Text provided:
>> START
Klein takes three for battling Foxes
Mon 19 Jun 2017
Mon 19 Jun 2017

Nottinghamshire versus Leicestershire, Specsavers County Championship, Day 1:
SCORECARD | Available through ESPN Cricinfo HERE
INTERVIEW | Head Coach Pierre de Bruyn spoke to BBC Radio Leicester's Richard Rae at stumps, the interview is available HERE
HIGHLIGHTS | The highlights of the first day are available HERE
REPORT | Dieter Klein picked up three wickets for Leicestershire but Samit Patel continued his rich vein of form as leaders Nottinghamshire posted 345-4 on the first day of the Specsavers County Championship game at Trent Bridge.
Patel’s previous four innings had yielded scores of 82, 257 not out, 66 and 122 not out, and the 32-year-old added an unbeaten 157 (222b, 17x4, 1x6) to that collection in steering his side into a position of strength.
Leicestershire’s bowlers were largely luckless on a hot day in the East Midlands, epitomised by the fact that leading wicket-taker Ben Raine was forced from the field because of a side injury after bowling just 20 deliveries.
Klein was the star man by taking 3-79 off 21 overs while Clint McKay (22.4-8-58-0) again gave little away as County fought hard with the ball and in the field.
>> END
(Excerpts of location labeling data)
>> START
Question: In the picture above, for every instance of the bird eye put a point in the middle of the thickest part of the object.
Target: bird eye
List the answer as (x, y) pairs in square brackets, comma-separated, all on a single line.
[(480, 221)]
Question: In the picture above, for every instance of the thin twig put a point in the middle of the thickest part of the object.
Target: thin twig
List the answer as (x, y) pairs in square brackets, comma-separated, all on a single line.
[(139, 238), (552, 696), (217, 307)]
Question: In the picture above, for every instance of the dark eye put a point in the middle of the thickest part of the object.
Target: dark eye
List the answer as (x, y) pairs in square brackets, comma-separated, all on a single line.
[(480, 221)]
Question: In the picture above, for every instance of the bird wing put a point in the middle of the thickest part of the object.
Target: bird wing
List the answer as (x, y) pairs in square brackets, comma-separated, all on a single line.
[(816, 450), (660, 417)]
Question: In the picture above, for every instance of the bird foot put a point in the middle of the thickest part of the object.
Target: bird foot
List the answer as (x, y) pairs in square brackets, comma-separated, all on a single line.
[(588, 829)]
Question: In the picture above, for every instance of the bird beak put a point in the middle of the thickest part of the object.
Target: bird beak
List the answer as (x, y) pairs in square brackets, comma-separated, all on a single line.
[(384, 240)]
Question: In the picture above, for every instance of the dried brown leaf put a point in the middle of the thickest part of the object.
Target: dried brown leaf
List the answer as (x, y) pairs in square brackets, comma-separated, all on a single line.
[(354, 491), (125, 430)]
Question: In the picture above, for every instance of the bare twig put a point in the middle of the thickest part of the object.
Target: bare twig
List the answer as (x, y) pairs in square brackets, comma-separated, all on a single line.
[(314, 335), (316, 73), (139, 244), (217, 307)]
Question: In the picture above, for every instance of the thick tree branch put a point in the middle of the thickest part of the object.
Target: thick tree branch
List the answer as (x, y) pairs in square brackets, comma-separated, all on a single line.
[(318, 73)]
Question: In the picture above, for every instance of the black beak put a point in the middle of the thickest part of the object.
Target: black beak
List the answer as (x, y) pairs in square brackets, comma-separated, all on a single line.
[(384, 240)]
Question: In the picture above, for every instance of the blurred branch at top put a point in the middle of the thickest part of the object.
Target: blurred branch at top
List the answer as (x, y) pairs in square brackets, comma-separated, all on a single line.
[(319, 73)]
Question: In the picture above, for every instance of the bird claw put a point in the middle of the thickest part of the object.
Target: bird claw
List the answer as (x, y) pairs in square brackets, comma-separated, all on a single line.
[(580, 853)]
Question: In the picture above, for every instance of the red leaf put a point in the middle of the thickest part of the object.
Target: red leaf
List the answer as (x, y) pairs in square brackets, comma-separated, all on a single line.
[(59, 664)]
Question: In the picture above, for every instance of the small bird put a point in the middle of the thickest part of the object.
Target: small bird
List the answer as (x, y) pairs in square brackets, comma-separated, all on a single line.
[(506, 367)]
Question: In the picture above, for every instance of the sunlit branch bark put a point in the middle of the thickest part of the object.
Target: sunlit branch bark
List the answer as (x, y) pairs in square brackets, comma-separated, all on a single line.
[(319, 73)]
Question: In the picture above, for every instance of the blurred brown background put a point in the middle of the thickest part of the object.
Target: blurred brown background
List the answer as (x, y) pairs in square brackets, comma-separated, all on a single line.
>> END
Tasks to perform:
[A] In the cricket match report, rewrite the part that opens with the words "Patel’s previous four" and closes with "just 20 deliveries.", substituting "unlucky" for "luckless".
[B] According to the cricket match report, what total did Nottinghamshire reach by the end of the first day?
[C] Write the next few sentences of the cricket match report, picking up after its final sentence.

Answers for the exercise:
[A]
Patel’s previous four innings had yielded scores of 82, 257 not out, 66 and 122 not out, and the 32-year-old added an unbeaten 157 (222b, 17x4, 1x6) to that collection in steering his side into a position of strength.
Leicestershire’s bowlers were largely unlucky on a hot day in the East Midlands, epitomised by the fact that leading wicket-taker Ben Raine was forced from the field because of a side injury after bowling just 20 deliveries.

[B] 345-4

[C]
Leicestershire made two changes to the side that lost to Sussex as Lewis Hill and Gavin Griffiths came into the XI for Zak Chappell (groin) and Tom Wells, who is playing for the Second XI at Desborough.
Notts were boosted by the availability of international seamers Stuart Broad, James Pattinson and Jake Ball but the trio were not immediately in the action as Mark Cosgrove exercised Leicestershire's right to bowl first.
The first wicket went down with the score at 21 as Jake Libby (7) got the full face of the bat to a delivery that was heading down the leg-side from Klein, Hill taking a fine diving catch.
Steven Mullaney and Brendan Taylor settled things down with a partnership of 55 during a period where Leicestershire had to contend with an injury to their key all-rounder. Opener Mullaney looked particularly strong in the cover region, striking four of his six boundaries in that region.
He looked set for a half-century but Griffiths, who became the fourth bowler inside the space of four overs to operate from the Pavilion End given Raine’s setback, removed the batsman for 40 with a terrific delivery that swung in to remove the middle stump.
Notts launched a counter-attack as Patel ominously drove two of the first three deliveries he faced to the fence through the covers while Taylor also gathered a brace of fours in the following over, the 23rd of the innings.
Griffiths continued to cause problems and Taylor was nearly dismissed in the lunch over. The former Zimbabwe international tried to block a delivery that seamed away but Griffiths found the outside edge; the ball beat a despairing dive from Harry Dearden at second slip. The result was Taylor’s seventh boundary as Notts went to lunch at 105-2 after 27 overs.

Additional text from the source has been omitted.